:: Exercise input

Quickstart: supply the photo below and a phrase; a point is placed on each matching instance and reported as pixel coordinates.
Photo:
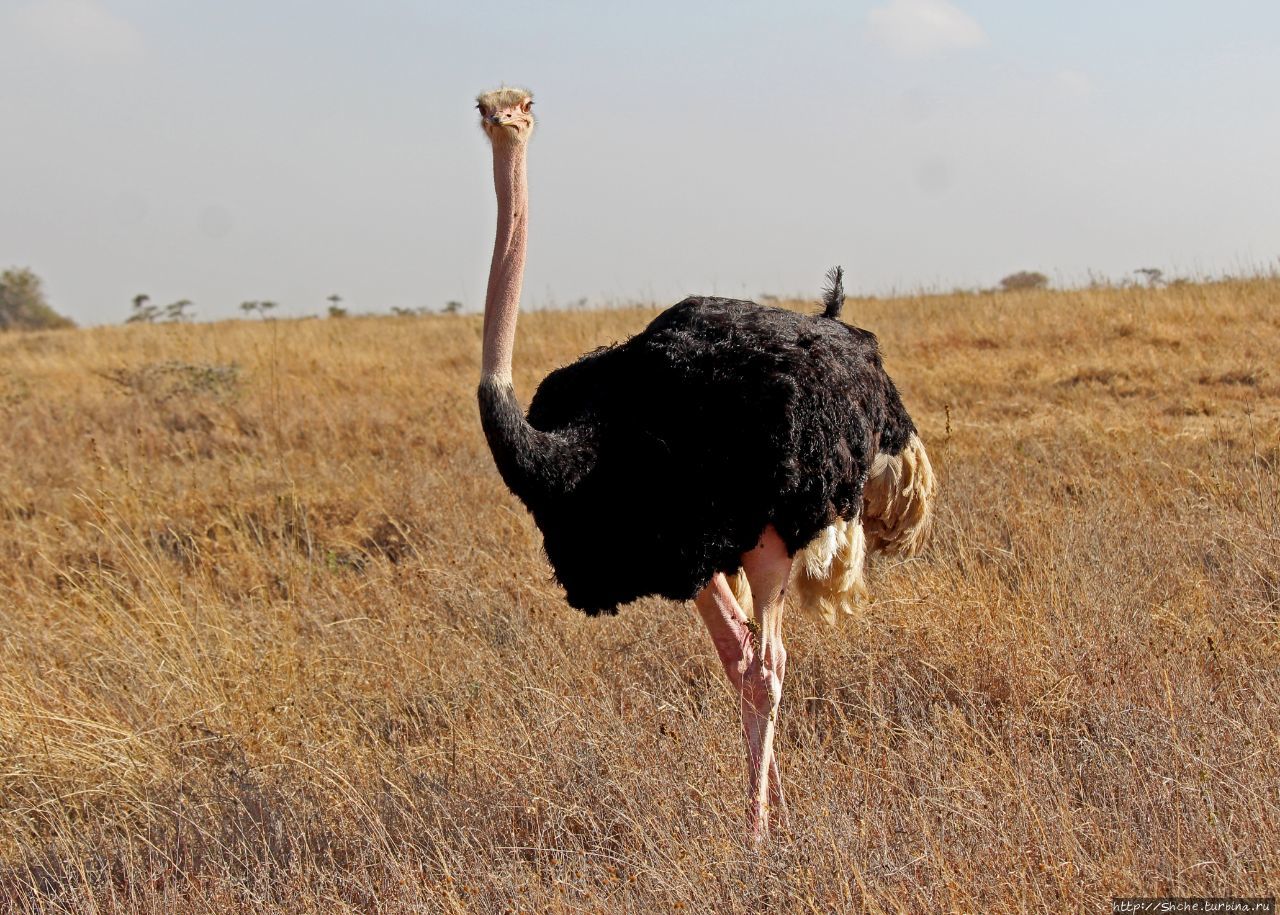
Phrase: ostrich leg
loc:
(754, 660)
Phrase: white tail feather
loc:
(827, 576)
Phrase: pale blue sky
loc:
(287, 150)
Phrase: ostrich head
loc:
(507, 115)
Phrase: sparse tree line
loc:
(146, 312)
(23, 305)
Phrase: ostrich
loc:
(722, 454)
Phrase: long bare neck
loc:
(507, 269)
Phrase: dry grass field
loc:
(275, 639)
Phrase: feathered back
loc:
(833, 293)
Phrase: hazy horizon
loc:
(236, 152)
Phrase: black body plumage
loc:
(654, 463)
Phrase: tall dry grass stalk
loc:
(274, 637)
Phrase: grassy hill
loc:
(274, 636)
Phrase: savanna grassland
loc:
(275, 639)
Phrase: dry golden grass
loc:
(275, 637)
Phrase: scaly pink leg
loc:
(754, 660)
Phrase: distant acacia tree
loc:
(1024, 279)
(177, 311)
(260, 307)
(145, 312)
(23, 306)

::::

## Task instructions
Each line of the listing above that contains the word "ostrich" is to be copied.

## Solution for this exercise
Phrase: ostrich leg
Phrase: ostrich head
Phrase: ostrich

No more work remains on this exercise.